Excerpt provided:
-------------------------

# Here are the 16 rules I try to live by:



## fallingdownonmyface (Dec 3, 2006)

from http://www.profitwar.com/16-rules.htm

"Here are the 16 rules I try to live by:

1. Get and stay out of your comfort zone. I believe that not much happens of any significance when we're in our comfort zone. I hear people say, "But I'm concerned about security." My response to that is simple: "Security is for cadavers."

2. Never give up. Almost nothing works the first time it's attempted. Just because what you're doing does not seem to be working, doesn't mean it won't work. It just means that it might not work the way you're doing it. If it was easy, everyone would be doing it, and you wouldn't have an opportunity.

3. When you're ready to quit, you're closer than you think. There's an old Chinese saying that I just love, and I believe it is so true. It goes like this: "The temptation to quit will be greatest just before you are about to succeed."

-------------------------

Task:
Copy the forum post about the 16 rules to live by word for word, in full.

(Labeled-object pointing entries)
-------------------------

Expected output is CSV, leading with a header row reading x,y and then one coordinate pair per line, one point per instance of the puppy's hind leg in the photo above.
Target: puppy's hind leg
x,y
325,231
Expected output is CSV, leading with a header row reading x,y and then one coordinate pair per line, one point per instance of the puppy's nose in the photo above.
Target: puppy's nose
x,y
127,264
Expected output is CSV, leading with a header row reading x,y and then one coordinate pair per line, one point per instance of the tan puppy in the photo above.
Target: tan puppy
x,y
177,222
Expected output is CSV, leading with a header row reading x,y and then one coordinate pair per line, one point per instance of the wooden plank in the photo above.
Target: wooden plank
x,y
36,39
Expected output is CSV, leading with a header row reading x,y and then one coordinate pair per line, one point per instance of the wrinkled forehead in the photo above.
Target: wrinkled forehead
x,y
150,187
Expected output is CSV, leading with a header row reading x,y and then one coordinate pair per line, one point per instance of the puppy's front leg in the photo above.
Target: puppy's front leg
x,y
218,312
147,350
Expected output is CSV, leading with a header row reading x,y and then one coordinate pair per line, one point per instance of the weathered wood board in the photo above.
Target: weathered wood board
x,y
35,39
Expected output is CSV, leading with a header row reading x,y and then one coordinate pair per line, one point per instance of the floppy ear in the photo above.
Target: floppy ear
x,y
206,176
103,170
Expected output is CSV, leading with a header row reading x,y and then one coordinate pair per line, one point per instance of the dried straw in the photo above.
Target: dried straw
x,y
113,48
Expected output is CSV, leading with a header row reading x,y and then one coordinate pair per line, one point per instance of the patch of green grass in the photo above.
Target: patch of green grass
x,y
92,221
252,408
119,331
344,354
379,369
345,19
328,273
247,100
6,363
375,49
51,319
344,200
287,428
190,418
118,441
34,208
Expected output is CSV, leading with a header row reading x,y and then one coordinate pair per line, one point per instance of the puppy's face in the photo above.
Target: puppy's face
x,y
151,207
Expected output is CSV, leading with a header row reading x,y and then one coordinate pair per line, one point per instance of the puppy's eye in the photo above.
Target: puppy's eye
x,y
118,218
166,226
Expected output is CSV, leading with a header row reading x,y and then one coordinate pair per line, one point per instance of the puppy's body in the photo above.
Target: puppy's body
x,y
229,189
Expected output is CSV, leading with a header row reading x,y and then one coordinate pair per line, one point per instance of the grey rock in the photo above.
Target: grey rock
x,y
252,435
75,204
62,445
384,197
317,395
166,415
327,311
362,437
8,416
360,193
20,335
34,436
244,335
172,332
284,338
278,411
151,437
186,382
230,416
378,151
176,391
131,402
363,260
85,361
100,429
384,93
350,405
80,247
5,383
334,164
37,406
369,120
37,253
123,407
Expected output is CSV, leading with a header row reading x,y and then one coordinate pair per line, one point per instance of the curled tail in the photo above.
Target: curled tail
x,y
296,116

-------------------------

The answer:
# Here are the 16 rules I try to live by:



## fallingdownonmyface (Dec 3, 2006)

from http://www.profitwar.com/16-rules.htm

"Here are the 16 rules I try to live by:

1. Get and stay out of your comfort zone. I believe that not much happens of any significance when we're in our comfort zone. I hear people say, "But I'm concerned about security." My response to that is simple: "Security is for cadavers."

2. Never give up. Almost nothing works the first time it's attempted. Just because what you're doing does not seem to be working, doesn't mean it won't work. It just means that it might not work the way you're doing it. If it was easy, everyone would be doing it, and you wouldn't have an opportunity.

3. When you're ready to quit, you're closer than you think. There's an old Chinese saying that I just love, and I believe it is so true. It goes like this: "The temptation to quit will be greatest just before you are about to succeed."